*BRONFRAGMENT*
==========

Ook de in opdracht van het ministerie opgestelde rapport De Nieuwe school in 2030 wil komaf maken met jaarklassen en pleit voor verticale leeftijdsgroepen - met leerlingen van verschillende leeftijd samen in 1 groep.
Niettegenstaande de vele kritiek op het jaarklassensysteem, heeft dit systeem de voorbije eeuw die kritiek-orkaan met succes doorstaan. 20 jaar geleden wilden ook de Vlaamse beleidsmakers en het vernieuwingsestablishment komaf maken met het jaarklassenprincipe. In de wet op het basisonderwijs van 1997 werd dit principe dan ook geschrapt. We voorspelden in Onderwijskrant en elders dat die schrapping geenszins zou leiden tot een afschaffing in de praktijk. Het jaarklassenprincipe wordt nog iets meer toegepast. Zelfs de Freinetscholen, die destijds in navolging van Freinet het werken met jaarklassen principieel bestreden, passen dit principe nu meer en meer toe. We merken dus dat de koepel de wellicht belangrijkste hervorming ooit het invoeren van de mogelijkheid (ook financieel) om te werken met jaarklassen en het ermee verbonden invoeren van leerplannen, in vraag stelt en dit tegen de visie en wil in van bijna 100% van de praktijkmensen. In deel 3 en 4 vatten we de argumenten pro jaarklas samen, maar eerst bekijken we in deel 2 de recente aanval op het jaarklassenprincipe.
Deel 2: Onderwijskoepel stelt jaarklassenprincipe in vraag
In een bijdrage in school+visie (april-mei 2016) van de katholieke onderwijskoepel stellen psychologe Ria De Sadeleer (directeur Dienst Curriculum en vorming) e.a. dat het jaarklasprincipe in strijd is met met de nieuwe richting die de katholieke koepel uitwil met het nieuw leerplanconcept Zin in leren. Zij stellen: Zin in leren! gaat uit van een ontwikkelingsgerichte benadering van leren. Dat houdt in dat we ( wie?) zo nauw mogelijk willen aansluiten bij de individuele ontwikkelingsbehoeften van elke leerling ... De verwachting van het jaarklassenprincipe dat kinderen op dezelfde leeftijd en in dezelfde tijdspanne dezelfde leerstof verwerven , toont de enge visie op onderwijs en doet onrecht aan de verschillen tussen de leerlingen.... En dan volgen een aantal voorstellen om het jaarklassenprincipe te doorbreken: heterogene leergroepen, graadklassen, niveaugroepen ... Zo lezen we o.a.: Onderzoek (welk?) wijst uit dat, wat leerprestaties betreft, gradklassen niet meer of minder effectief zijn. Voor het welbevinden van leerlingen zijn graadklassen beter. We lezen ook dat men vanuit het leerstofjaarklassenssyteem jammer genoeg geneigd is te werken vanuit vakdiscipines.

==========

*VERZAMELD MATERIAAL*
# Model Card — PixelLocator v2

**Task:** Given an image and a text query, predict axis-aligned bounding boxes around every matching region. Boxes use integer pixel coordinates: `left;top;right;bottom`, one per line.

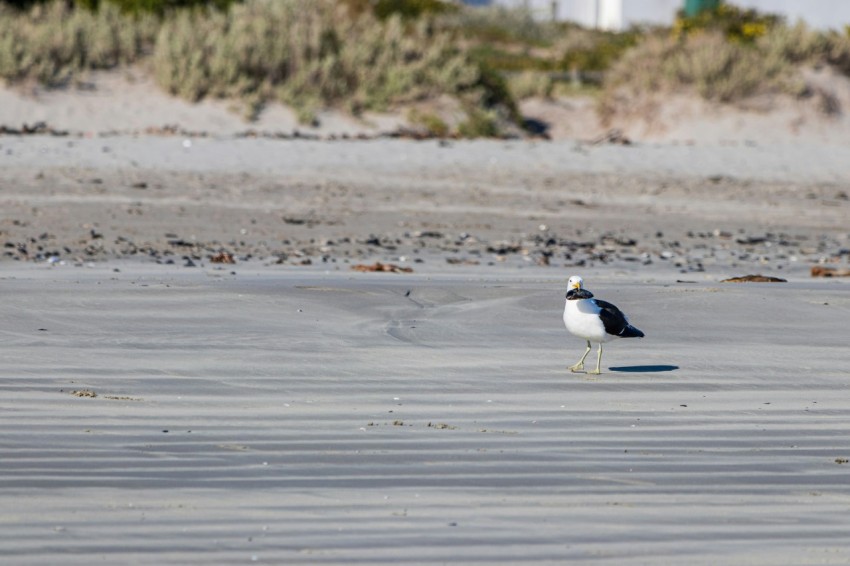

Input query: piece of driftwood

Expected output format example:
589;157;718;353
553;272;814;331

721;275;788;283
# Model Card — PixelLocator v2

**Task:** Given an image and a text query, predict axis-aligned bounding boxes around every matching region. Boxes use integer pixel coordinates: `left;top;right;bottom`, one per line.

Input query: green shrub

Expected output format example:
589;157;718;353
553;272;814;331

673;3;782;43
0;2;158;86
153;0;514;134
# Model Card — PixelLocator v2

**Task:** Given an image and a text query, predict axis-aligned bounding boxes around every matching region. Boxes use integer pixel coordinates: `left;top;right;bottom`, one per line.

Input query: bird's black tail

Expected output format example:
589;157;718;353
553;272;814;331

620;324;643;338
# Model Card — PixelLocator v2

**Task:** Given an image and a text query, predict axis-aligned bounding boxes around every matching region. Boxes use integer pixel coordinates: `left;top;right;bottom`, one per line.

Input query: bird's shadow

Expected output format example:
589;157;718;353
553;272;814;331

608;365;679;373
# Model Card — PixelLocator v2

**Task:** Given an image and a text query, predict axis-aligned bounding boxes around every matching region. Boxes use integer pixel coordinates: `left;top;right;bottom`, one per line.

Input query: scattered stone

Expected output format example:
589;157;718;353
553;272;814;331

721;275;788;283
351;261;413;273
210;252;236;264
71;389;97;398
812;265;850;277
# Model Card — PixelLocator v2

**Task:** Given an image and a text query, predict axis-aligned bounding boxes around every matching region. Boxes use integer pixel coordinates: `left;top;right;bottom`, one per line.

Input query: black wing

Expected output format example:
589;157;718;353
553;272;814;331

596;300;643;338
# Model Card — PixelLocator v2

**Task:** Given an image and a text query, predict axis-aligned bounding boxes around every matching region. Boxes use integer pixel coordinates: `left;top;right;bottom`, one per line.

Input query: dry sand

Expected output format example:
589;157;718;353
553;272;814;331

0;74;850;564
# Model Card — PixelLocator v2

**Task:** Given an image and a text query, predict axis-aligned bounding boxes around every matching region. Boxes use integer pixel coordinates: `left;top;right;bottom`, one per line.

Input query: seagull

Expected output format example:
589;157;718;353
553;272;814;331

564;275;643;375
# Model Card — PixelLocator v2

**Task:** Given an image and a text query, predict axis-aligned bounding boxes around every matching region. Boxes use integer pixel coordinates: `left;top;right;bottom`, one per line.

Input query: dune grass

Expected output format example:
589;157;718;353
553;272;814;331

0;0;850;136
153;0;510;125
0;2;159;87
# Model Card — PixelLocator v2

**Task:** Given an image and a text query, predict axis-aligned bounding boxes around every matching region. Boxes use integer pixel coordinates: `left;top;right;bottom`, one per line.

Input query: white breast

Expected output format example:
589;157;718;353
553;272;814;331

564;299;616;342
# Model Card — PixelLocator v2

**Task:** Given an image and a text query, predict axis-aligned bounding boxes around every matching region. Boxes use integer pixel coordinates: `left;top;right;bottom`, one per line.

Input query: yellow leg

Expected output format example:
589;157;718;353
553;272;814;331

588;342;602;375
570;340;588;371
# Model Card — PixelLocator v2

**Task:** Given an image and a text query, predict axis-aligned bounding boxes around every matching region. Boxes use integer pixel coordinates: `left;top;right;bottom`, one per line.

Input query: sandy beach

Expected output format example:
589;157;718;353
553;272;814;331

0;74;850;564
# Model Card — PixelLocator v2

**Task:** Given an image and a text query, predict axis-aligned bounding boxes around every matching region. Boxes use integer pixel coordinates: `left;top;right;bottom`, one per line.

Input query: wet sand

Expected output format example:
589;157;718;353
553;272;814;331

0;262;850;564
0;136;850;564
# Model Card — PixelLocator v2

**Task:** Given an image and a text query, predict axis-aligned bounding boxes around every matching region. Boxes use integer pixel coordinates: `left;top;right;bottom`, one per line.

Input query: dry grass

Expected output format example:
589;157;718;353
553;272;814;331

600;19;850;118
153;0;496;124
0;2;158;86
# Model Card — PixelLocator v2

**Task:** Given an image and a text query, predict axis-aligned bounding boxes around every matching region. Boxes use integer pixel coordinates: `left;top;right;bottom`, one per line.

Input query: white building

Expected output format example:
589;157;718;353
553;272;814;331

464;0;850;30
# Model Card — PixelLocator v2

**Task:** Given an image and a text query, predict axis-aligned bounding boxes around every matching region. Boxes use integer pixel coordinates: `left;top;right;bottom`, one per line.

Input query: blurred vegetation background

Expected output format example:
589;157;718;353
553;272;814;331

0;0;850;137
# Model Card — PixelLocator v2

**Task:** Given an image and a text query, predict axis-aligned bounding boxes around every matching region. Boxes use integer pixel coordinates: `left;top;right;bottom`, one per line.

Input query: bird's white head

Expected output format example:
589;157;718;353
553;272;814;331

==========

*ONDERDELEN OPDRACHT*
a: In welk jaar werd het jaarklassenprincipe volgens de tekst over jaarklassen uit de wet op het basisonderwijs geschrapt?
b: Zet de tekst over jaarklassen voort vanaf het punt waar die ophoudt.

*UITKOMSTEN*
a: In 1997.

b:
In de bijdrage vemelden de auteurs geen enkel voordeel van het werken met jaarklassen, maar wel een reeks bezwaren tegen het feit dat de jaarklas de leerlingen volgens leeftijd groepeert en de leerstof in leerjaren verdeelt. Die twee zaken zijn uiteraard met elkaar verbonden. Het is precies de indeling in leeftijdsgroepen die het opstellen van leerplannen - de gestructureerde indeling van de leerstof lager onderwijs in 6 stukken mogelijk en wenselijk heeft gemaakt.
De kritiek van De Sadeleer en Co luiden verder: Maar hoeveel gemiddelde leerlingen zitten er in uw klas? De ontwikkeling van kinderen verloopt haast nooit volgens het boekje. Een systeem dat streeft naar het behalen van hetzelfde eindpunt voor alle leerlingen op hetzelfde moment., kent soms toch minder gewenste resultaten. Denk bijvoorbeeld aan zittenblijven. ... We kennen bovendien het geboortemanndeffect dat een jongen, geboren in december, vele maanden in ontwikkeling moet onderdoen voor een meisje, geboren in januari. Toch zitten ze samen in klas. ... Bovendien wordt zelden voor versnellen gekozen. ... En dat de leerlingen niet allemaal tegelijk hetzelfde leren, is een evidentie. Toch organiseert 99% van de scholen vandaag hun onderwijs nog steeds volgens het leerstofjaarklassensysteem. In die uitspraken merkt men ook dat psychologe De Sadeleer en Co geen ervaring hebben met de praktijk van het onderwijs.
Deel 3 Belangrijkste argumenten pro jaarklas die vanaf de invoering van het jaarklassensysteem (JKS) geformuleerd werden en die o.i. nog steeds even geldig zijn
*Uitbreiding en verbetering van de kwaliteit van het volksonderwijs. Pas rond 1840 waren de voorwaarden aanwezig (financieel, kleinere groepen) om het jaarklassensysteem in te voeren in scholen voor kinderen van het gewone volk. Volksverheffing en ontvoogding via gestructureerde cultuuroverdracht stonden hierbij als doelstelling centraal. Men verwees ook naar het succes van dit principe dat al een aantal eeuwen in de Latijnse scholen ingevoerd werd.
*Binnen een JKS krijgen de leerlingen veel meer activerende instructie en begeleiding. Klassikale instructie is efficiënt en effectief: bij mondelinge instructie aan een grotere groep tegelijk krijgen de leerlingen meer uitleg en begeleiding; bij sterke differentiatie e.d. is dit veel minder het geval. Degelijk onderwijs is in sterke mate leraargestuurd.
*De indeling in (zes) jaarklassen vergemakkelijkt de organisatie van de leerinhoud (de curricula) en het opstellen van leerplannen en leerboeken. Bij de opstelling van de leerplannen wordt veel belang gehecht aan de vakdisciplines, als cultuurproducten.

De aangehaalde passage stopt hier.